** start of Dataset entries **

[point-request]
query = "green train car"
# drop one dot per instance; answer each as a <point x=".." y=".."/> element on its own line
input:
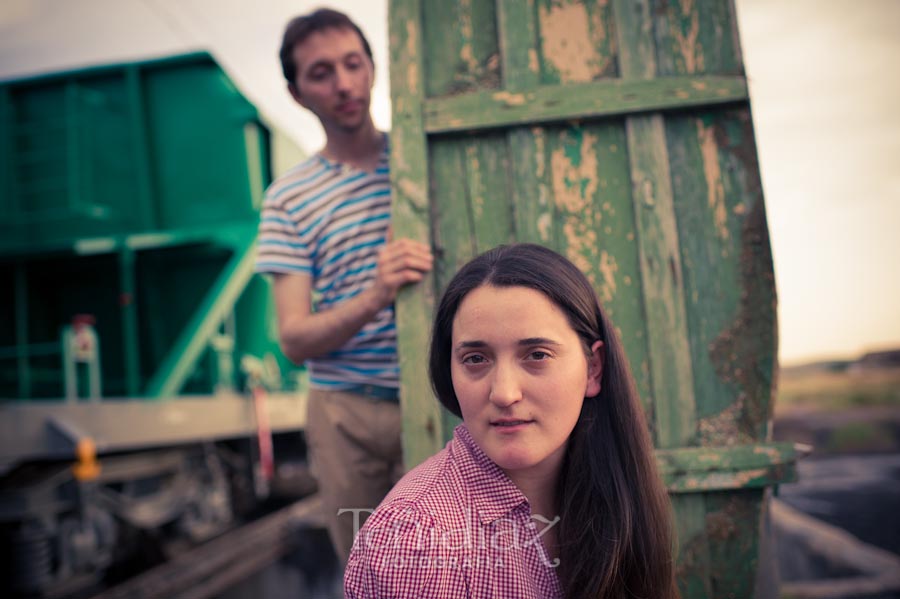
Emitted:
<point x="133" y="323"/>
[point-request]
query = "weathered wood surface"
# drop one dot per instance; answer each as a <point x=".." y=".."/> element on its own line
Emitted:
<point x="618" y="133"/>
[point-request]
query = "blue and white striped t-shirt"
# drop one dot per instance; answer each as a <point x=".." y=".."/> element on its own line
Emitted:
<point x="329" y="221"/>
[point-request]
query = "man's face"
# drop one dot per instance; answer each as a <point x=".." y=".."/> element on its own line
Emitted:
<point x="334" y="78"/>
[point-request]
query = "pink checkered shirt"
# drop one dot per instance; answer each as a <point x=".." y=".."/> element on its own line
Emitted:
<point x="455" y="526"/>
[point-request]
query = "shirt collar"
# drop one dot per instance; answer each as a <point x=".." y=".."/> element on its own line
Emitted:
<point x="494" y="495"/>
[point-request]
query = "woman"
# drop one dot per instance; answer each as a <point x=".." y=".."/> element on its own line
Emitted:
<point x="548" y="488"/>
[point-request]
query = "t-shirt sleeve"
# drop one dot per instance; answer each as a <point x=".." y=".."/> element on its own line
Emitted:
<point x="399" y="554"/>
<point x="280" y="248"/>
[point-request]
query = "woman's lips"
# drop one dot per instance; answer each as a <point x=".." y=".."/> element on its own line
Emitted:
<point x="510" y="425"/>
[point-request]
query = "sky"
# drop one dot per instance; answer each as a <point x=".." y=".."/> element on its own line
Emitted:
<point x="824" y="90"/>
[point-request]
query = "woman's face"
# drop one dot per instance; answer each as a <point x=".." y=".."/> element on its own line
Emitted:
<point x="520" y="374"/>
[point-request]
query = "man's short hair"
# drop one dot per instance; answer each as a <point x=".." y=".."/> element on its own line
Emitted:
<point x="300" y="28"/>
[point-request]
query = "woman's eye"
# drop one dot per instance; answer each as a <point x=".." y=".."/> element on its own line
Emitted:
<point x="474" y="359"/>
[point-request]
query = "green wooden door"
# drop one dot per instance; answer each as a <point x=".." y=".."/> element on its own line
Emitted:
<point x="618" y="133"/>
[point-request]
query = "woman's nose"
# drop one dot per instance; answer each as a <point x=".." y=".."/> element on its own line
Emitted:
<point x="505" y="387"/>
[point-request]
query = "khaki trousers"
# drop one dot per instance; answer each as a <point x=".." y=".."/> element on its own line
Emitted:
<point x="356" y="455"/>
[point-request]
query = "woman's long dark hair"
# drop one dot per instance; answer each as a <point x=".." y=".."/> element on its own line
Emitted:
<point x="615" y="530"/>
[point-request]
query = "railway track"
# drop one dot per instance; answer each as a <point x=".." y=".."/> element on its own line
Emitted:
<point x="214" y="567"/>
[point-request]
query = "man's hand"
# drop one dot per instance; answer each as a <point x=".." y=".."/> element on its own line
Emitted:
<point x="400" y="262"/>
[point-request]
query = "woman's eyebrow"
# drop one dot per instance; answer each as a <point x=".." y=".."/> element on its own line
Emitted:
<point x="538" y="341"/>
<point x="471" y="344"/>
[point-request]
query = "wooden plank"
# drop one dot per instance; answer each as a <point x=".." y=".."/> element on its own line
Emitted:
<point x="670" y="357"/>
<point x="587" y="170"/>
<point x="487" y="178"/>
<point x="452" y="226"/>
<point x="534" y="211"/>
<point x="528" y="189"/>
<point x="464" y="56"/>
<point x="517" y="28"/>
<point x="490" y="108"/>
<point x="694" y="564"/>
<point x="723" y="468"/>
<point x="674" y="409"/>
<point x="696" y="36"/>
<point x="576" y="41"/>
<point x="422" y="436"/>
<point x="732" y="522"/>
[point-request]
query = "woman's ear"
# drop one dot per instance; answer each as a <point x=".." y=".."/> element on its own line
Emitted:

** end of Dataset entries **

• Your goal:
Leave out all images, then reproduce the entries above exactly.

• Response below:
[point-request]
query = "green train car"
# drop one dot per instance; answer each as a <point x=".." y=".."/> element on its own line
input:
Emitted:
<point x="133" y="323"/>
[point-request]
query = "weathered wood surface"
# drop one dot per instance; answer each as a <point x=".." y=".."/> element on its own line
Emitted:
<point x="618" y="133"/>
[point-request]
query = "blue and white striped t-shirt"
# drop one dot per instance; answer each as a <point x=".." y=".."/> element on its own line
Emitted:
<point x="329" y="221"/>
[point-request]
query = "man's face"
# drop one dot per instance; answer each as a <point x=".." y=".."/> element on its own line
Emitted:
<point x="334" y="78"/>
[point-request]
query = "pink checkered shirt"
# drop one dot per instance; answer each as a <point x=".." y=".."/> element on its own line
Emitted:
<point x="455" y="526"/>
[point-request]
query = "shirt collar"
# drop one dot per instance; answer each as a <point x=".." y=".."/> element on its own line
Emitted:
<point x="494" y="495"/>
[point-request]
query = "woman"
# drop one dot per instance; answer each as a <point x=".." y=".."/> element on its own line
Emitted:
<point x="548" y="488"/>
[point-request]
query = "t-shirt sleeve"
# drop one dot per instance; answer each as a <point x=".." y=".."/> element on its own line
Emitted:
<point x="399" y="554"/>
<point x="280" y="248"/>
[point-request]
query = "woman's lips"
# drop one dot per instance; answer each as a <point x=".." y=".."/> element on its own line
Emitted:
<point x="510" y="425"/>
[point-request]
query = "sky"
# drop one dot per instance; answer each as a <point x=".." y=".."/> element on its own line
Emitted:
<point x="824" y="90"/>
[point-request]
query = "woman's face"
# drop one dot per instance; answer each as a <point x=".." y=".."/> element on its own line
Emitted:
<point x="520" y="374"/>
[point-request]
query = "man's short hair"
# drop one dot per instance; answer each as a <point x=".." y=".."/> element on its own line
Emitted:
<point x="300" y="28"/>
[point-request]
query = "woman's eye"
# drop one dot per instance; answer each as a <point x=".." y=".."/> element on its own line
Emitted:
<point x="474" y="359"/>
[point-request]
query = "green wooden door"
# drop one dot per instance; answer each as a <point x=".." y=".."/> element on its own line
Emitted:
<point x="618" y="133"/>
[point-request]
query = "woman's nose"
# drop one dot per instance; answer each as a <point x=".." y=".."/> element on its own line
Emitted:
<point x="505" y="387"/>
[point-request]
query = "khaki trousers"
# drop one dot per instance; answer each as a <point x=".." y=".."/> element on its own line
Emitted:
<point x="356" y="455"/>
[point-request]
query = "woman's long dark hair"
# drop one dot per instance; answer each as a <point x=".." y=".."/> element on its own line
Emitted:
<point x="615" y="530"/>
[point-request]
query = "railway track"
# drop one dot per instance; answer each as a <point x=".." y=".."/> element on its own line
Emitted:
<point x="214" y="567"/>
[point-request]
query = "man's hand"
# drop one dot per instance; answer each as a <point x=".." y=".."/> element on its own line
Emitted:
<point x="400" y="262"/>
[point-request]
query = "woman's eyebrow"
# drop one dot per instance; answer each as a <point x=".." y=".."/> element on its own line
Emitted:
<point x="538" y="341"/>
<point x="471" y="344"/>
[point-request]
query = "wooden plank"
# drop one dot per instance; answer each as a <point x=".." y=".."/> element on its own line
Emitted:
<point x="670" y="357"/>
<point x="587" y="170"/>
<point x="487" y="178"/>
<point x="452" y="226"/>
<point x="534" y="211"/>
<point x="528" y="189"/>
<point x="464" y="56"/>
<point x="517" y="28"/>
<point x="490" y="108"/>
<point x="694" y="564"/>
<point x="723" y="468"/>
<point x="674" y="409"/>
<point x="696" y="36"/>
<point x="576" y="41"/>
<point x="422" y="436"/>
<point x="732" y="522"/>
[point-request]
query = "woman's ear"
# drop one dot per instance; answer each as a <point x=".." y=".."/> element on its own line
Emitted:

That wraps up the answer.